TRECHO FORNECIDO:
+++
Mas na época isso interessava pouco e eu não sabia que aqueles super-heróis que passei a ler — Capitão América, Homem de Ferro, Surfista Prateado, Thor, Capitão Marvel, Mestre do Kung Fu, Punhos de Ferro, sei lá o que mais — eram o segundo escalão da Marvel. Para mim, isso não interessava — até porque eu já conhecia boa parte deles dos desenhos animados exibidos pela TV Tupi. Mais tarde, em 1983, a Abril conseguiria o creme, que na virada da década estava na RGE, e passaria a publicar as revistas do Homem-Aranha, do Hulk e todos os outros super-heróis. Curiosamente, para mim foi o início do primeiro fim. Em algum momento de 1984 ou 1985 eu deixaria de comprar essas revistas. Voltaria a comprá-las mais tarde, intermitentemente — até recentemente, por sinal —, mas jamais voltaria a ser como antes.

De qualquer forma, durante muitos anos, muito tempo depois de ter abandonado e esquecido suas histórias, eu não entendi por que gostava do Capitão América — e por que, de todos os super-heróis existentes, foi justamente ele a servir de porta de entrada para mim nesse mundo. Havia outros super-heróis por aí, personagens mais adequados e mais bem-sucedidos como o Homem-Aranha — àquela altura com 20 anos de sucesso na vizinhança.
+++
(Registros extraídos)
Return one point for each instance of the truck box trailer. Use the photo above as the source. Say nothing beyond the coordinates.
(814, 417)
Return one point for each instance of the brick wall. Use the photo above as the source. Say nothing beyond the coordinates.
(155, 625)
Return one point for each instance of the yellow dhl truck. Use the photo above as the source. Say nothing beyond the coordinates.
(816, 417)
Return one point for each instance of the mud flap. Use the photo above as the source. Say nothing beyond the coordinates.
+++
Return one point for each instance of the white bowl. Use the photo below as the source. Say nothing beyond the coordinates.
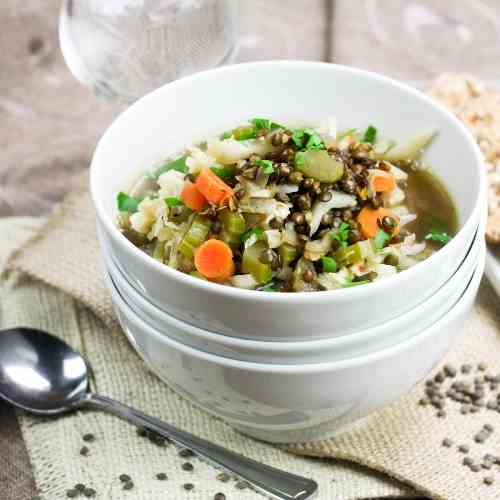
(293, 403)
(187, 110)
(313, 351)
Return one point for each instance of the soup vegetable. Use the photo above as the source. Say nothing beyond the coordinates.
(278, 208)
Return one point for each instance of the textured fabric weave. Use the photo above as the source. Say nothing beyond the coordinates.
+++
No trecho fornecido, em que ano a Abril passaria a publicar as revistas do Homem-Aranha e do Hulk?

RESULTADO:
Em 1983.